> [Task statement]: Turn the material below into a Markdown table with two columns, Number and Entry, giving each line its own row. Skip blank lines and leave the pictures out of the table.

> [Supplied data]:
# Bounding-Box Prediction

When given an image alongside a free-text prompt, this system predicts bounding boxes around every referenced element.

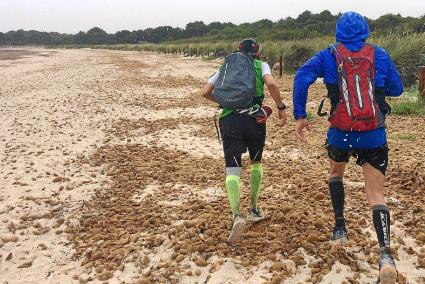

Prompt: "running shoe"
[377,248,397,284]
[227,214,246,244]
[331,227,348,244]
[247,208,265,223]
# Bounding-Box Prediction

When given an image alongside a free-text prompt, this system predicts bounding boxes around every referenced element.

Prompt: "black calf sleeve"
[372,205,390,249]
[329,177,345,227]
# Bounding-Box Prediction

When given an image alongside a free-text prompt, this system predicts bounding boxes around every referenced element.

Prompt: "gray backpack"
[212,52,255,109]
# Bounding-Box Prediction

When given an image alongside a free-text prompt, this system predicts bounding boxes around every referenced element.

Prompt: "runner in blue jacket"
[293,12,403,283]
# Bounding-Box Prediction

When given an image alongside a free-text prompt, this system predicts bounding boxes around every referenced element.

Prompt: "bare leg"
[363,163,397,284]
[363,163,386,208]
[329,160,346,227]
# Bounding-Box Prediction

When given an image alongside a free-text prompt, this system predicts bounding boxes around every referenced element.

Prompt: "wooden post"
[279,55,283,78]
[419,66,425,100]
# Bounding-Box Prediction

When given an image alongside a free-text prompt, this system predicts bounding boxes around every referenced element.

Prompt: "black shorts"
[326,144,388,175]
[220,113,266,167]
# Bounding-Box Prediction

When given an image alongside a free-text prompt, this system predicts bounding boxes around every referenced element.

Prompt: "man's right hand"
[295,118,311,142]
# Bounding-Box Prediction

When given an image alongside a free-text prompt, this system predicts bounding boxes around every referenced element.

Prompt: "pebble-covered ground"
[0,47,425,283]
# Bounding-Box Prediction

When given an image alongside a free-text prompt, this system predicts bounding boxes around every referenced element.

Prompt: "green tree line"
[0,10,425,45]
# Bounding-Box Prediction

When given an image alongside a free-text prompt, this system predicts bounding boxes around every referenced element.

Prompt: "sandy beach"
[0,48,425,284]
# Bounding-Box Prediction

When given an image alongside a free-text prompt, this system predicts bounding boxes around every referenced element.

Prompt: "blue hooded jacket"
[293,12,403,150]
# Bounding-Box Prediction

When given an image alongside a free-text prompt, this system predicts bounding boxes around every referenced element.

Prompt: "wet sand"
[0,49,425,283]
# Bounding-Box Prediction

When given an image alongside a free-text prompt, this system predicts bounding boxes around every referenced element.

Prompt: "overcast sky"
[0,0,425,33]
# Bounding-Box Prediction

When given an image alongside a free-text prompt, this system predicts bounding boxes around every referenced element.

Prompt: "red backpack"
[329,44,379,131]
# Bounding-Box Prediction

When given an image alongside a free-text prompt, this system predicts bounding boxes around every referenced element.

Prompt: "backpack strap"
[329,43,344,74]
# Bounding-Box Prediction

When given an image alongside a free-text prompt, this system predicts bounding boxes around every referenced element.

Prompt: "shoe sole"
[227,221,246,244]
[247,217,265,223]
[379,265,397,284]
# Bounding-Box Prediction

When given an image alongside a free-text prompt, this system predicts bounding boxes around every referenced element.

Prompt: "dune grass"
[390,86,425,116]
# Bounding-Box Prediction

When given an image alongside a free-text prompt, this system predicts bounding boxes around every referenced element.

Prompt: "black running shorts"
[220,113,266,167]
[326,144,388,175]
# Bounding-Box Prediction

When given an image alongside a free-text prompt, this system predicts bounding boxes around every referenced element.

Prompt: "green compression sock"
[226,175,240,215]
[251,163,263,208]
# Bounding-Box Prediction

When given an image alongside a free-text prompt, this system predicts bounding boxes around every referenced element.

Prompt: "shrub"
[283,45,314,72]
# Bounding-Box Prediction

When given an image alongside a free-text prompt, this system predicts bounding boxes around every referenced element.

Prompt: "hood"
[336,12,369,51]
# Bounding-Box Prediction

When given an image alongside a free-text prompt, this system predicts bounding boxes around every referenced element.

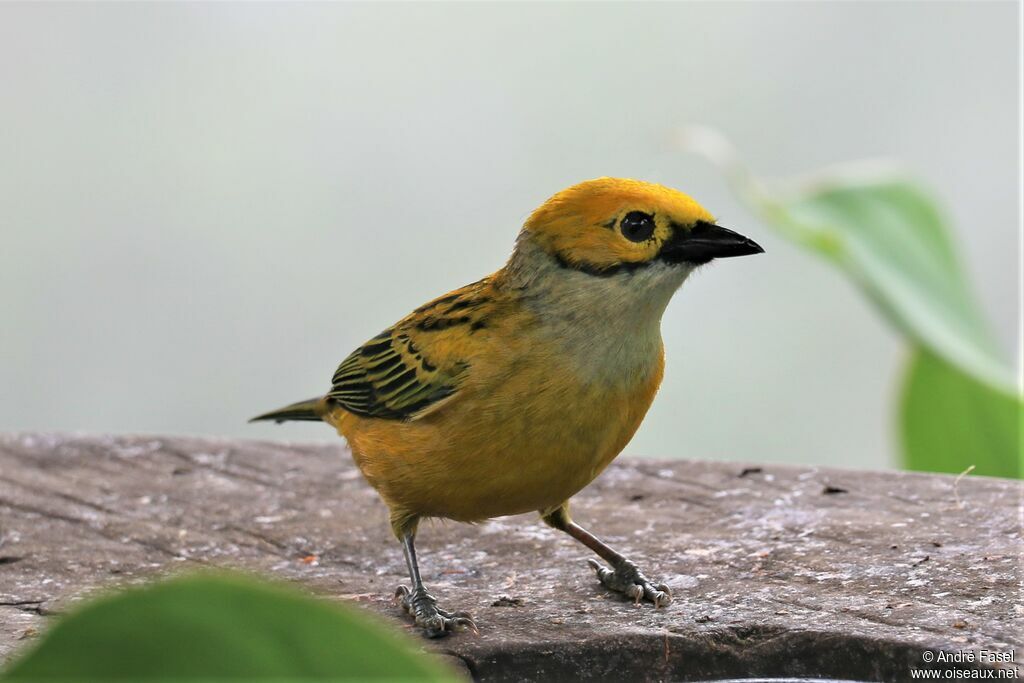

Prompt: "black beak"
[658,222,764,265]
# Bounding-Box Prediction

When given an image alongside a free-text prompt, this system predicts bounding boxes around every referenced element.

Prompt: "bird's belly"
[338,357,662,521]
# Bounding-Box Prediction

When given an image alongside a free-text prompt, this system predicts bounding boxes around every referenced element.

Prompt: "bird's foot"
[394,586,476,638]
[587,559,672,607]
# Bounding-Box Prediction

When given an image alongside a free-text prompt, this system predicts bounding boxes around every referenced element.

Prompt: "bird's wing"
[328,280,490,420]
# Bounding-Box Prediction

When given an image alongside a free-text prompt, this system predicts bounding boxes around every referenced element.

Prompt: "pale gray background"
[0,2,1019,467]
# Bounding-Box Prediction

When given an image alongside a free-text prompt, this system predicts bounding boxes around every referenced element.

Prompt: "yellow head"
[521,178,764,275]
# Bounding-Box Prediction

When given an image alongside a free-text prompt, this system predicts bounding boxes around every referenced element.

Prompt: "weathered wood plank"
[0,434,1024,680]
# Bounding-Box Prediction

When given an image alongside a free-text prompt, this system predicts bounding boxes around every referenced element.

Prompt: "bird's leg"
[394,531,476,638]
[541,504,672,607]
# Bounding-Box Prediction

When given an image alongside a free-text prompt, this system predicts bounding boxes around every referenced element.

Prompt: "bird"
[252,177,764,638]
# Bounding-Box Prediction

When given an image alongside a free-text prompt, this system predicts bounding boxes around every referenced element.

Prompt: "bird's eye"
[620,211,654,242]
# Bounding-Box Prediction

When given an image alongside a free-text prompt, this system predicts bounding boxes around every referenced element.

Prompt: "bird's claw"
[394,586,479,638]
[587,559,672,607]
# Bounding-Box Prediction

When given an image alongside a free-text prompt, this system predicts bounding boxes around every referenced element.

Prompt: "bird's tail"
[249,396,327,423]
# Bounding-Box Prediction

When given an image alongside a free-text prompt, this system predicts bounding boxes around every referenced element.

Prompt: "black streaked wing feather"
[328,280,488,420]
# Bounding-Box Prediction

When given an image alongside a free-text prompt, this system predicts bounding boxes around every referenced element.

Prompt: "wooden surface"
[0,434,1024,680]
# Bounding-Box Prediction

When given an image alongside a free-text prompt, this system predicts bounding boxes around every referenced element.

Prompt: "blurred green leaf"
[900,349,1024,478]
[680,126,1024,477]
[766,177,1014,391]
[4,575,455,681]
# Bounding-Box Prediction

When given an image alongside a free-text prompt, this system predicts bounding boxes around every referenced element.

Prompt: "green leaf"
[900,349,1024,478]
[762,177,1014,391]
[4,575,455,681]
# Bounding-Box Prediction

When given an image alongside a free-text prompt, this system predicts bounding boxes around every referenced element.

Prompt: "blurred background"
[0,2,1020,468]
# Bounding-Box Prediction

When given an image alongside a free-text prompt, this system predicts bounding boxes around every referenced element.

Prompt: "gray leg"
[394,532,476,638]
[541,505,672,607]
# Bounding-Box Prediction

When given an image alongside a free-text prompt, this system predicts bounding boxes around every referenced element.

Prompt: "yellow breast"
[333,339,664,521]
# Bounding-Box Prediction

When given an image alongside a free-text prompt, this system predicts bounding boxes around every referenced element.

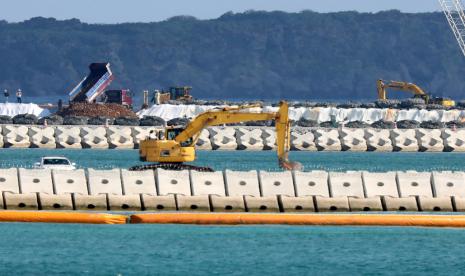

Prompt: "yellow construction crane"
[376,80,455,107]
[131,101,301,171]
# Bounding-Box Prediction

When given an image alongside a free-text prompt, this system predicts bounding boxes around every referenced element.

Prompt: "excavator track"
[129,163,214,172]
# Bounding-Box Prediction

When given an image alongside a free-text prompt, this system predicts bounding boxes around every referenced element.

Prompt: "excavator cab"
[165,127,194,147]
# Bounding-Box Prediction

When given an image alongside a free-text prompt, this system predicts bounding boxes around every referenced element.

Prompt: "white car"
[34,156,76,171]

> [Written reply]:
| Number | Entry |
|---|---|
| 1 | # Bounding-Box Prediction |
| 2 | When given an image alongside a free-text prompt, this system predicts bounding boxes around every referenced element. |
| 3 | Prompt: "running shoe" |
| 4 | [377,248,397,284] |
| 5 | [227,214,246,244] |
| 6 | [331,227,348,244] |
| 7 | [247,208,265,223] |
| 8 | # Bounding-Box Prediction |
| 9 | When given an image alongside a free-text prompt, this system predicts bounding boxes around every referenced element. |
| 10 | Prompt: "black calf sleeve" |
| 11 | [372,205,390,249] |
| 12 | [329,177,345,227] |
| 13 | # Bounding-Box Prediction |
| 14 | When given an image alongside a free-text prompt, this system predicts bounding boxes around every referenced element. |
| 15 | Prompt: "gray backpack" |
| 16 | [212,52,255,109] |
| 17 | # Bounding-Box Prediction |
| 18 | When given an image alongside a free-text prompt, this system predicts bounding boxes around every referenced element. |
| 19 | Prompt: "runner in blue jacket" |
| 20 | [293,12,403,283] |
| 21 | # Bounding-Box Prediction |
| 22 | When given an image alongside a free-text prompt, this system predicts bounding boxes around every referenced element. |
| 23 | Prompt: "bare leg" |
| 24 | [363,163,397,284] |
| 25 | [363,163,386,208] |
| 26 | [329,160,346,227] |
| 27 | # Bounding-Box Prediction |
| 28 | When given an image alongside a free-text prompt, this system predicts bounding boxes around every referenced element. |
| 29 | Prompt: "wooden post" |
| 30 | [279,55,283,78] |
| 31 | [419,66,425,100] |
| 32 | # Bounding-Box Prediction |
| 33 | When given an image alongside a free-text prompt, this system predicts bounding boxes around every referenced element. |
| 34 | Prompt: "black shorts" |
| 35 | [326,144,388,175] |
| 36 | [220,113,266,167] |
| 37 | # Bounding-Box Prediction |
| 38 | When given an image alongside a free-text prompt, this system predicts bounding boxes around every referenced element. |
| 39 | Prompt: "man's right hand" |
| 40 | [295,118,311,142] |
| 41 | # Bounding-Box Prediction |
| 42 | When given an image alongside a free-text prompt, this system predicts bounding boxes around every referenced element. |
| 43 | Prompt: "pebble-covered ground" |
| 44 | [0,47,425,283] |
| 45 | # Bounding-Box Prediction |
| 46 | When given an image alongside a free-text prompt, this system predicts bounding boxes around every referenced element. |
| 47 | Prompt: "green tree line" |
| 48 | [0,10,425,45] |
| 49 | # Bounding-Box Prediction |
| 50 | When given an image alongside a free-text prompt, this system predicts bounding boxes around every referenced element. |
| 51 | Prompt: "sandy beach" |
| 52 | [0,48,425,284] |
| 53 | # Bounding-Box Prediction |
| 54 | When given an image alongside a free-text prompt, this system predicts bounding boxes around every referenced element. |
| 55 | Prompt: "blue hooded jacket" |
| 56 | [293,12,403,150] |
| 57 | # Bounding-Box Prediction |
| 58 | When given an image alongside a free-text prompt, this system predicts bounding boxes around every referenced element. |
| 59 | Prompt: "wet sand" |
| 60 | [0,49,425,283] |
| 61 | # Bounding-Box Prediction |
| 62 | When given an image alongside a free-text prompt, this system predicts bounding boxes around every referenced element. |
| 63 | Prompt: "overcast sky" |
| 64 | [0,0,425,33] |
| 65 | # Bounding-Box Prediction |
| 66 | When given an image alongside a free-text prompt, this system predicts bounding boxes around every referenced element. |
| 67 | Prompt: "red backpack" |
| 68 | [329,44,379,131] |
| 69 | # Bounding-Box Prediction |
| 70 | When given an image alongside a free-text prompt, this system predicts bounding boxes around every referenced element. |
| 71 | Prompt: "backpack strap" |
| 72 | [329,43,344,74] |
| 73 | # Bounding-Box Prediction |
| 74 | When given an image alongside a free-text prompt, this system predicts bounding boxes around every referenced element. |
| 75 | Prompt: "shoe sole" |
| 76 | [227,221,246,244] |
| 77 | [247,217,265,223] |
| 78 | [379,265,397,284] |
| 79 | # Bounding-Box Prediction |
| 80 | When given an image alongside a free-text prompt, this system predicts bounding boxes around every referenced element. |
| 81 | Prompt: "dune grass" |
| 82 | [390,86,425,116] |
| 83 | # Bounding-Box Prediction |
| 84 | When given an image alongside a free-text prompt, this system predicts bounding boxes around every referenced element. |
| 85 | Prompt: "black running shorts" |
| 86 | [220,113,266,167] |
| 87 | [326,144,388,175] |
| 88 | # Bounding-Box Prediction |
| 89 | When given an image alongside a free-text prompt, this system predicts bounding boxes around every referenced element. |
| 90 | Prompt: "green compression sock" |
| 91 | [226,175,240,215] |
| 92 | [251,163,263,208] |
| 93 | # Bounding-Box Prediction |
| 94 | When given an image alongside a free-text prompt, this system predicts bounding boxes around every referenced element. |
| 95 | Prompt: "shrub" |
| 96 | [283,45,314,72] |
| 97 | # Bounding-Box Prediction |
| 98 | When given an image alongside a free-text prompt, this system predicts bounding boxes around every referenced element. |
| 99 | Prompt: "hood" |
| 100 | [336,12,369,51] |
| 101 | # Bounding-Box Prediction |
| 102 | When given an image alongside a free-text prompt, this system predicts bounding boxes around every referenced element. |
| 103 | Prompt: "black beak" |
| 104 | [658,222,764,265] |
| 105 | # Bounding-Box Prediction |
| 106 | When given an image alongside a free-text prompt, this system predicts bounding boxes around every referenced element. |
| 107 | Prompt: "bird's belly" |
| 108 | [338,357,662,521] |
| 109 | # Bounding-Box Prediction |
| 110 | When given an image alongside a free-text prompt, this system predicts bounding boxes around every referenced element. |
| 111 | Prompt: "bird's foot" |
| 112 | [394,586,476,638] |
| 113 | [587,559,672,607] |
| 114 | # Bounding-Box Prediction |
| 115 | When given an image alongside a free-text prompt, this system predicts bounding boxes around every referenced element. |
| 116 | Prompt: "bird's wing" |
| 117 | [328,280,490,420] |
| 118 | # Bounding-Box Prediction |
| 119 | When given an image alongside a free-text prompt, this system predicts bounding boxes around every referenced element. |
| 120 | Prompt: "pale gray background" |
| 121 | [0,2,1019,467] |
| 122 | # Bounding-Box Prediction |
| 123 | When given an image alongside a free-text prompt, this system predicts bounding boxes around every referenced element. |
| 124 | Prompt: "yellow head" |
| 125 | [521,178,764,275] |
| 126 | # Bounding-Box Prediction |
| 127 | When given an image alongside a free-text prompt, this system predicts bounding boxes around every referenced element. |
| 128 | Prompt: "weathered wood plank" |
| 129 | [0,434,1024,680] |
| 130 | # Bounding-Box Prediction |
| 131 | When given an image alongside a free-text prompt, this system predicts bounding boxes around every referenced element. |
| 132 | Prompt: "bird's leg" |
| 133 | [394,531,476,638] |
| 134 | [541,504,672,607] |
| 135 | # Bounding-Box Prediction |
| 136 | When given an image alongside a free-text prompt, this system predicts bounding boxes around every referenced element. |
| 137 | Prompt: "bird" |
| 138 | [252,177,764,638] |
| 139 | # Bounding-Box Prediction |
| 140 | When given an image alongside a free-text prompt, this system predicts bounding boxes around every referenced element. |
| 141 | Prompt: "bird's eye" |
| 142 | [620,211,654,242] |
| 143 | # Bounding-Box Prediction |
| 144 | When given an image alongside a free-text prompt, this system predicts bounding boxes around every referenced element. |
| 145 | Prompt: "bird's claw" |
| 146 | [394,586,479,638] |
| 147 | [587,559,672,607] |
| 148 | # Bounding-Box Prediction |
| 149 | When given an image alongside a free-text prompt, this system predicts bounding boxes around every referenced element. |
| 150 | Prompt: "bird's tail" |
| 151 | [249,396,327,423] |
| 152 | # Bounding-Box Prediction |
| 153 | When given an image alongside a free-text prompt, this system predicts bounding boxes around every referenced element. |
| 154 | Prompt: "black streaked wing feather" |
| 155 | [328,280,488,420] |
| 156 | # Bounding-Box Prediction |
| 157 | When given an image alongside a free-text prompt, this system predicts bounding boxes around every referenced element. |
| 158 | Prompt: "wooden surface" |
| 159 | [0,434,1024,680] |
| 160 | # Bounding-Box Prediction |
| 161 | When given an image alongside a free-text prompt, this system predicts bounding boxes around every referenced element. |
| 162 | Prompt: "blurred green leaf" |
| 163 | [900,349,1024,478] |
| 164 | [680,126,1024,477] |
| 165 | [766,177,1014,391] |
| 166 | [4,575,455,681] |
| 167 | # Bounding-Box Prediction |
| 168 | When given an image alongside a free-text prompt, this system predicts bounding boxes around every referenced element. |
| 169 | Prompt: "green leaf" |
| 170 | [900,349,1024,478] |
| 171 | [762,177,1014,391] |
| 172 | [4,575,455,681] |
| 173 | # Bounding-Box Prediction |
| 174 | When given an image alongside a free-text prompt, this system predicts bounding boxes around every referenced element. |
| 175 | Prompt: "blurred background" |
| 176 | [0,2,1020,468] |
| 177 | # Bounding-Box Prediction |
| 178 | When given an image alongside a free-text prompt, this system predicts bounding boxes around every referenced element. |
| 179 | Prompt: "gray leg" |
| 180 | [394,532,476,638] |
| 181 | [541,505,672,607] |
| 182 | # Bounding-Box Prediction |
| 183 | When given an image alongside a free-text prompt, this system predicts bounding boxes around every referenced element. |
| 184 | Prompt: "yellow breast" |
| 185 | [333,339,664,521] |
| 186 | # Bounding-Box Prediction |
| 187 | When given an image alongside a free-text prompt, this system predicts bounding boxes around every referenced element. |
| 188 | Prompt: "yellow construction crane" |
| 189 | [376,80,455,107] |
| 190 | [131,101,301,171] |
| 191 | # Bounding-Box Prediction |
| 192 | When given an image alongside a free-text prompt, this system predicts bounding boxes around every referenced element. |
| 193 | Prompt: "excavator track" |
| 194 | [129,163,214,172] |
| 195 | # Bounding-Box Prediction |
| 196 | When given an image alongside a free-text prompt, this system predicts bounding boxes around every referenced element. |
| 197 | Prompt: "excavator cab" |
| 198 | [165,127,194,147] |
| 199 | # Bounding-Box Prediction |
| 200 | When given an image alongside a free-text prompt, this system predicts bounding boxes around every referenced element. |
| 201 | Prompt: "white car" |
| 202 | [34,156,76,171] |